Description of the task> Among the entries below, one line contains "Note. One marker is placed on each instance of the still" and another contains "the dark green". Transcribe those two lines and every line between them, exactly.

(Region pointing data)
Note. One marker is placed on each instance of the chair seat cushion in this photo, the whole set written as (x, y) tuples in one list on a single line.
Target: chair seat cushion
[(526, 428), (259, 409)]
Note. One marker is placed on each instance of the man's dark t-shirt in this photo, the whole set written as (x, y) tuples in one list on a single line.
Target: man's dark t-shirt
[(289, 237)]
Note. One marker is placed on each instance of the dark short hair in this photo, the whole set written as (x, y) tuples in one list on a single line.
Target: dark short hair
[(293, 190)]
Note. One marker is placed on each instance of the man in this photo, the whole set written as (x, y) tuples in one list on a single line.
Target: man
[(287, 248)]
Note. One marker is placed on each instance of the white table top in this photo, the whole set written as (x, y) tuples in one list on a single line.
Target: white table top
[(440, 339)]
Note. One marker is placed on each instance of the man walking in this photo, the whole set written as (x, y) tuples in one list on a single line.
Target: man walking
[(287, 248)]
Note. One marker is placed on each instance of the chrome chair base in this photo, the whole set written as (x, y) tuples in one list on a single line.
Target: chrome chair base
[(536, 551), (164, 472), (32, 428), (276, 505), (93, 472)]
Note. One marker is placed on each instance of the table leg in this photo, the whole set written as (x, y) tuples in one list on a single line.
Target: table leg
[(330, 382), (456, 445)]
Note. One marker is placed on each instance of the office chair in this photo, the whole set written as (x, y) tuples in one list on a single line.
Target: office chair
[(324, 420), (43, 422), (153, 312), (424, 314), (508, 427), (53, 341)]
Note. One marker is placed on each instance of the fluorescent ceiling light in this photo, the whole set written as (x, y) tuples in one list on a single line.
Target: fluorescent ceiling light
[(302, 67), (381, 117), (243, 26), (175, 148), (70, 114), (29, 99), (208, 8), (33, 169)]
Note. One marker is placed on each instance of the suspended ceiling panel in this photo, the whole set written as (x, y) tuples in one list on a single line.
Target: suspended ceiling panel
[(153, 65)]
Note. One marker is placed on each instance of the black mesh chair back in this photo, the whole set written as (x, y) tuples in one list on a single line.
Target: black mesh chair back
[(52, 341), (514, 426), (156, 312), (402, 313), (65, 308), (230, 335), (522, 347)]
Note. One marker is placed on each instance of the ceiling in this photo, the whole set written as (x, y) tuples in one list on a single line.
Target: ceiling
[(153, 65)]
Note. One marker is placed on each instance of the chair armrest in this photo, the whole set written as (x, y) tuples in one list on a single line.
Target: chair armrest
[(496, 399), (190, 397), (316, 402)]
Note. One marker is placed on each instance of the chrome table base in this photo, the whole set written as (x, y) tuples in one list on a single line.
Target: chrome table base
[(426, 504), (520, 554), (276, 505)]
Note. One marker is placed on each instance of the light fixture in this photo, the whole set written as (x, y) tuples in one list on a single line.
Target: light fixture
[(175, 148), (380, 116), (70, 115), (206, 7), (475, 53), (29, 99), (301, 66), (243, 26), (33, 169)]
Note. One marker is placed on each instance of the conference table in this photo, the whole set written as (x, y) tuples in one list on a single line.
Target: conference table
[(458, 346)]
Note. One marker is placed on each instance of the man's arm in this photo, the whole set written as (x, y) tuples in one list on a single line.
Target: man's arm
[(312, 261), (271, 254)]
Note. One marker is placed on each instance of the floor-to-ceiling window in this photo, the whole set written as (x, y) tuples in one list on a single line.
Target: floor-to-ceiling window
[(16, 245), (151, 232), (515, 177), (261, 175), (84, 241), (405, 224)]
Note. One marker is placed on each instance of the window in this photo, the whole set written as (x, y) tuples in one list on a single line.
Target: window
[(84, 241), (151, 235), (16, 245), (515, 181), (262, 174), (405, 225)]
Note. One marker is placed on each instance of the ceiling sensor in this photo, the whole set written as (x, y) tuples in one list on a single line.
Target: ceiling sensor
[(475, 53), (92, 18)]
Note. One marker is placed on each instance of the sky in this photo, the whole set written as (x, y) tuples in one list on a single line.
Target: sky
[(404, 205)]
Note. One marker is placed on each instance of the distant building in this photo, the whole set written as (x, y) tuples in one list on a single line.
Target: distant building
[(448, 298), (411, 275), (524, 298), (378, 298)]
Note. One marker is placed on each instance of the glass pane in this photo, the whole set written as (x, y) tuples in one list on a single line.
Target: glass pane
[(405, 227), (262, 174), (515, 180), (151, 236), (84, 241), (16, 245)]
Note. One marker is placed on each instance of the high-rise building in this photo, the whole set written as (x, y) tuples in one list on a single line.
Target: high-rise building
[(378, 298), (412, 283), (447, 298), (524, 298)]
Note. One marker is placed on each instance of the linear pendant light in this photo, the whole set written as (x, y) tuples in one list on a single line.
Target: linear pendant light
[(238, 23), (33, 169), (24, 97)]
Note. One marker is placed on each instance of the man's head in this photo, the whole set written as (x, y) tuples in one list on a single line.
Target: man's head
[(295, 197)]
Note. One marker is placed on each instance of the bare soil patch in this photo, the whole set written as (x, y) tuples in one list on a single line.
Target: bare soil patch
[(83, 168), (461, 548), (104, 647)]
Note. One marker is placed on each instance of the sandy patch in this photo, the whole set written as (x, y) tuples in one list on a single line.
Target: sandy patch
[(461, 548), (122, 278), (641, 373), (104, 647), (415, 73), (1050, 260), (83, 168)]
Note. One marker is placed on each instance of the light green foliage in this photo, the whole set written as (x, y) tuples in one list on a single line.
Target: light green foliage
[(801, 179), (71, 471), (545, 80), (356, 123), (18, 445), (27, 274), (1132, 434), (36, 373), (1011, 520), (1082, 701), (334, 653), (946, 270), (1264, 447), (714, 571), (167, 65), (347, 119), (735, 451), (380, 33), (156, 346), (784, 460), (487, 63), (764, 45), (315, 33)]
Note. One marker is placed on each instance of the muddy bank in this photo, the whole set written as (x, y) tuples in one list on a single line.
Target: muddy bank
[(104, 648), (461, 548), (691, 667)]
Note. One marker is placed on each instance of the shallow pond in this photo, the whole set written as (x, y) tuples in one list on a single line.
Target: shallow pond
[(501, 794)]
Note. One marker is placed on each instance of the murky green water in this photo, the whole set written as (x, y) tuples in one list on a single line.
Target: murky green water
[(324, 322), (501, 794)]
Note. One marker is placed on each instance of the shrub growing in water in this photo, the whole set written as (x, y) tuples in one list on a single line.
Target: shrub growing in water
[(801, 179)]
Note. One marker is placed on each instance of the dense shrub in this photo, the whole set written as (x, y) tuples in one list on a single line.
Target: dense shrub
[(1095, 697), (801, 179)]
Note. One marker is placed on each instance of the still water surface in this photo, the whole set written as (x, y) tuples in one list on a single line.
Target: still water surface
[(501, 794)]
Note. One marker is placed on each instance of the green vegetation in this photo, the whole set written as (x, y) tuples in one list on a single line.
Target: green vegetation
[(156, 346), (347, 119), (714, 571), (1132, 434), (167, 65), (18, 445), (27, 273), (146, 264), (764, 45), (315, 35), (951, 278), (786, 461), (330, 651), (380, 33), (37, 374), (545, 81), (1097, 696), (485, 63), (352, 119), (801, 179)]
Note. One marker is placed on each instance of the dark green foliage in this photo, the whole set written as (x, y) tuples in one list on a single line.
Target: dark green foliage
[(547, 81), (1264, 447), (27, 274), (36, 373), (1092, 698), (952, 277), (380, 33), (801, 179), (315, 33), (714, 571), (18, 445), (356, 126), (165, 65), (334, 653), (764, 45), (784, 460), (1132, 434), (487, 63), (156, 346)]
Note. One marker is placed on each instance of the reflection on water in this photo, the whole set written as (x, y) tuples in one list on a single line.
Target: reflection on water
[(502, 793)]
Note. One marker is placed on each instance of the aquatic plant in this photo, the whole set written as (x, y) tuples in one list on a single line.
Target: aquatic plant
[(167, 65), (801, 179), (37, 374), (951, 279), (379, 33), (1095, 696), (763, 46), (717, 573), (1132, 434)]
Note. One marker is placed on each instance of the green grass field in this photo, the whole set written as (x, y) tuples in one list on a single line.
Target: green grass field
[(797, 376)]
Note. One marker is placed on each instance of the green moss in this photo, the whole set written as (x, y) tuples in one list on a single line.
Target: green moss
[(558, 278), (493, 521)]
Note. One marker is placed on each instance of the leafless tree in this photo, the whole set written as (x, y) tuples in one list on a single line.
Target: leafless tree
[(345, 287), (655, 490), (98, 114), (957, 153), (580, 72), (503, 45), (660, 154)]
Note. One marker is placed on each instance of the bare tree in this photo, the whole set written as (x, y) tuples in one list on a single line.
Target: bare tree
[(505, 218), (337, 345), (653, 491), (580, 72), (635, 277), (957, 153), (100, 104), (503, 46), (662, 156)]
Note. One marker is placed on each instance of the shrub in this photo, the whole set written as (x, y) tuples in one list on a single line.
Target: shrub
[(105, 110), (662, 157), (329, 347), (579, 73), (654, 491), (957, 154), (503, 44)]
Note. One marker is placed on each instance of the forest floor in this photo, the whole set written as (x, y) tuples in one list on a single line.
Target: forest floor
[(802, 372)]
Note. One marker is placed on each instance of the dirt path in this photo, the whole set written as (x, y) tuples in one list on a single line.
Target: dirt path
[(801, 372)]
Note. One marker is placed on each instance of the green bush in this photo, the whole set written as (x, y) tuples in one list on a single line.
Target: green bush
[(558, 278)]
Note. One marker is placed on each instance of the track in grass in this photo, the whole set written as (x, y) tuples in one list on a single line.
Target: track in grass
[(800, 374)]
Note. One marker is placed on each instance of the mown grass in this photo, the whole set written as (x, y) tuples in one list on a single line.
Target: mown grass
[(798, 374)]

Result for this exercise>
Note. One marker is placed on each instance of the still water surface in this photo, the whole set written as (x, y) tuples in one list on a single line.
Target: still water surface
[(501, 794)]
Note. One marker is placed on each instance of the green vegetation in this photo, the whole set written as (x, y) tuples in one list on a single line.
Target: green vegetation
[(156, 346), (347, 119), (714, 571), (1132, 434), (167, 65), (18, 445), (27, 273), (146, 264), (764, 45), (315, 35), (951, 278), (786, 461), (330, 651), (380, 33), (37, 374), (545, 81), (1097, 696), (485, 63), (352, 119), (801, 179)]
Note. One marker is placed on each instance of the dark green foliage in this photo, the whole set written as (x, y) tuples in one list on a single line.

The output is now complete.